__Named object pointing lines__.
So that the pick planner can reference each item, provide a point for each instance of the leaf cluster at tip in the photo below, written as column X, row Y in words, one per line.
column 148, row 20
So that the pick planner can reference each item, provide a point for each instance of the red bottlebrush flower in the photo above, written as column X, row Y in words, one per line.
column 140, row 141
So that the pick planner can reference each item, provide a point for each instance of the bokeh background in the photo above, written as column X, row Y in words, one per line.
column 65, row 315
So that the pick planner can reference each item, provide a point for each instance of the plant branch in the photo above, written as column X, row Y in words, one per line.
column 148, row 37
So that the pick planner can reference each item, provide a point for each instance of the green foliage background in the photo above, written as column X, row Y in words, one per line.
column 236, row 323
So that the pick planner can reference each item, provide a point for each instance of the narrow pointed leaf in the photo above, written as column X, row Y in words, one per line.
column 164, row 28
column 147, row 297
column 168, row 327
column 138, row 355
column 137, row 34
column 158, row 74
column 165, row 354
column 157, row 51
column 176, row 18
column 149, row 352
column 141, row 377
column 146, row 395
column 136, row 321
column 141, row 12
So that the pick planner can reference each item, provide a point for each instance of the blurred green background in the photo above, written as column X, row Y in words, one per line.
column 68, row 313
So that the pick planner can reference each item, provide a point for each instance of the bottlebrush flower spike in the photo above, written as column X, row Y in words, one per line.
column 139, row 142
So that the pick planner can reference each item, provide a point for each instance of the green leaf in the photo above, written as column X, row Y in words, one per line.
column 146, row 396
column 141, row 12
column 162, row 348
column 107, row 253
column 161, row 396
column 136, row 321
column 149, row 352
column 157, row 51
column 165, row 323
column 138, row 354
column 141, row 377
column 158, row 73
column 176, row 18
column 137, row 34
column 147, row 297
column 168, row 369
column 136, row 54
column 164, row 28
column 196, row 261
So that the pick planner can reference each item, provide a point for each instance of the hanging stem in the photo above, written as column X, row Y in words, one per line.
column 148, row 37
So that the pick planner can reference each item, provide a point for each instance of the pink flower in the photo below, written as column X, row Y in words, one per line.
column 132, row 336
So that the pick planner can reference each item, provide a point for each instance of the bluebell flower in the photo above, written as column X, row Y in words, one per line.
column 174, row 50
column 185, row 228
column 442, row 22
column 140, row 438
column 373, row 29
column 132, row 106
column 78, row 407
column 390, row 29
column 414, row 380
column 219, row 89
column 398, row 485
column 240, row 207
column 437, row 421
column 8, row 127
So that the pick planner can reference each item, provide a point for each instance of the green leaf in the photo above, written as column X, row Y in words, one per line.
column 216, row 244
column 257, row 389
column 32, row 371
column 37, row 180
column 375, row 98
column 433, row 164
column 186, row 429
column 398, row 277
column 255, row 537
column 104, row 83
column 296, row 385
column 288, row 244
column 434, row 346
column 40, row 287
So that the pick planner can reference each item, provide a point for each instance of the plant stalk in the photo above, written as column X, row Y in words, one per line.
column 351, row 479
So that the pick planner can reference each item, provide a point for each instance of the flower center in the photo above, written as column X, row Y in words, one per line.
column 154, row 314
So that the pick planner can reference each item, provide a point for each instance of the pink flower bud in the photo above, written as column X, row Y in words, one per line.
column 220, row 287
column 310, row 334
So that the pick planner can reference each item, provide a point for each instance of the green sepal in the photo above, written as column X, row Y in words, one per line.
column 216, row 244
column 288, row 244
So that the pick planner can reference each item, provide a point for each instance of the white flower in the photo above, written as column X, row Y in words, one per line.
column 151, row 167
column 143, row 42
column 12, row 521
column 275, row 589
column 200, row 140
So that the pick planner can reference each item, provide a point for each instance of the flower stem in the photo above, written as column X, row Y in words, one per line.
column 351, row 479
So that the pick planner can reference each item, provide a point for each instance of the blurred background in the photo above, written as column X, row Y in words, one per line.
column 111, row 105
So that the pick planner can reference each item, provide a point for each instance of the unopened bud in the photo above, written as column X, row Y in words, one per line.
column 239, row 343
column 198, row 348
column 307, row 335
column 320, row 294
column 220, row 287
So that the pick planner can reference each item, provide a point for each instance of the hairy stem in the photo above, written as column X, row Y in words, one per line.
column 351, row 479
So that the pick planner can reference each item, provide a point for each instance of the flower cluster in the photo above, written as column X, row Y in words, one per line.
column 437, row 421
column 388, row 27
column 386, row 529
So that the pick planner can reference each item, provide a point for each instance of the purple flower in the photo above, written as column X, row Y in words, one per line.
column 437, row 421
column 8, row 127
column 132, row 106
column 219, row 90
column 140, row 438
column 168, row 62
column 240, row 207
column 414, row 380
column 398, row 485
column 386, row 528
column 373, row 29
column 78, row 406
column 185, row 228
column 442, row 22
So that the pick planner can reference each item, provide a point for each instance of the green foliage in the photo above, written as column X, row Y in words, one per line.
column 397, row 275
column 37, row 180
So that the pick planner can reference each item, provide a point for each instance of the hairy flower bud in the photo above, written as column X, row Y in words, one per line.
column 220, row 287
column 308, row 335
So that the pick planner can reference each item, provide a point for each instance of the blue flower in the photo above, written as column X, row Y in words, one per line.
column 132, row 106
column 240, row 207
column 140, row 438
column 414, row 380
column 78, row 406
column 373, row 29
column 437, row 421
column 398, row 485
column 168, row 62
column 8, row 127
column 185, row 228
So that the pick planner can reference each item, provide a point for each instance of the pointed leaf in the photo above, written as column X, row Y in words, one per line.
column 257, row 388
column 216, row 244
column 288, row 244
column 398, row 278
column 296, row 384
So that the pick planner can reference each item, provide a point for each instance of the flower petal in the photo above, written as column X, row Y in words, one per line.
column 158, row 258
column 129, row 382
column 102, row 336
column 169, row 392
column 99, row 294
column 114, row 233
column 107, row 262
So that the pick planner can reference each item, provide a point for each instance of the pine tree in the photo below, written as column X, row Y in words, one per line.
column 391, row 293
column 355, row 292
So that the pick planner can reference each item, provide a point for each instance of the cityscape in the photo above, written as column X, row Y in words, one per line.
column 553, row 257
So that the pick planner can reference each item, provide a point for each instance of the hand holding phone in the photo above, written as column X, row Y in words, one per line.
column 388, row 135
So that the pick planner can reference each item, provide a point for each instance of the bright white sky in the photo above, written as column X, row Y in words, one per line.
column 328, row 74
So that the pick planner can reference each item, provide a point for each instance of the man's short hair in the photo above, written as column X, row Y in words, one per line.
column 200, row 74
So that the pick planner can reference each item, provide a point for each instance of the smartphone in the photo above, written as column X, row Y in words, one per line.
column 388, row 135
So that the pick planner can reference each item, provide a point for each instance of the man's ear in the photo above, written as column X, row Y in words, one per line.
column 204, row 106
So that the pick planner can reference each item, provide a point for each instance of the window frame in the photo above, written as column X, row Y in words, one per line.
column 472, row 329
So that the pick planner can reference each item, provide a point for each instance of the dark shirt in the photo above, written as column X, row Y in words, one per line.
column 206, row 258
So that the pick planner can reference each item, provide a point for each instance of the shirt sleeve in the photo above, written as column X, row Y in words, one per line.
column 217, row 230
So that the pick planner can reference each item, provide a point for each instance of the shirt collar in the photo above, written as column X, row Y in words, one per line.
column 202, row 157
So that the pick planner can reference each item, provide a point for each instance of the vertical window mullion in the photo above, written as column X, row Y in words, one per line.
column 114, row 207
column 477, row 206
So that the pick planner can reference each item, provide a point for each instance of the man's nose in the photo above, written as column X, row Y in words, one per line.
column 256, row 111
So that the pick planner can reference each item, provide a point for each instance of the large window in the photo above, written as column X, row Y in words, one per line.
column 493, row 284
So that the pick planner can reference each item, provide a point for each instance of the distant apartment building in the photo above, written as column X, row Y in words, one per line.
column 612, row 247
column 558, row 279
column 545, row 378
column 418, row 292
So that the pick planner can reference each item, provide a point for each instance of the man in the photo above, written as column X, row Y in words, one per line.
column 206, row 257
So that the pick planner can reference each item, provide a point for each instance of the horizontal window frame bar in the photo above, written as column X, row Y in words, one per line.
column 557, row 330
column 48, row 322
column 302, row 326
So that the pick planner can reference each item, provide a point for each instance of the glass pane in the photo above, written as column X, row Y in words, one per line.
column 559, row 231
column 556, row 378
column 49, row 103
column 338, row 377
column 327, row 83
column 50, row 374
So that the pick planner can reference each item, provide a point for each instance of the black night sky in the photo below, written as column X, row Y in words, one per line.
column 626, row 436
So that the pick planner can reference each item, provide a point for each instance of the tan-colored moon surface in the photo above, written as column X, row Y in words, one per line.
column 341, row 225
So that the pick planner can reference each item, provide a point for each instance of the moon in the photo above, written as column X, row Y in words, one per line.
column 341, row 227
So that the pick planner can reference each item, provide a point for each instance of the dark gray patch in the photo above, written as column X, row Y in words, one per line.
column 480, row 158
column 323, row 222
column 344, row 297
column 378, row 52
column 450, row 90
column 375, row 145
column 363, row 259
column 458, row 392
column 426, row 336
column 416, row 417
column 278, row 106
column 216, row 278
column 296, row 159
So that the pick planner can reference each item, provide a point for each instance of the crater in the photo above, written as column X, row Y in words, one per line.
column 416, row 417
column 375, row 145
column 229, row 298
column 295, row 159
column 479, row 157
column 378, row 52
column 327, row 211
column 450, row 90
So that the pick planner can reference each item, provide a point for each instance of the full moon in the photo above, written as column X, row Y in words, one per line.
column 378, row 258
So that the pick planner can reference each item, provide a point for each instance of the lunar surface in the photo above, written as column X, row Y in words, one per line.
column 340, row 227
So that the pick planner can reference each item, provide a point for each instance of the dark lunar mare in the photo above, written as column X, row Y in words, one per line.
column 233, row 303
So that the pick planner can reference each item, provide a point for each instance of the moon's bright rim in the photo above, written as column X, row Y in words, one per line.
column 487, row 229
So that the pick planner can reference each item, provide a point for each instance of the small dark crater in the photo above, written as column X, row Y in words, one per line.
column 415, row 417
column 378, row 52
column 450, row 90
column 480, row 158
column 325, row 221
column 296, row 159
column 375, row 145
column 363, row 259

__What you are asked to do__.
Rewrite the lines from the one with "green foliage background" to the one with "column 236, row 323", changing "pick planner" to "route planner" and leaving everything else as it is.

__Correct output__.
So that the route planner can reference each item, provide a point for each instance of the green foliage background in the photo above, written as column X, row Y in words, one per line.
column 236, row 323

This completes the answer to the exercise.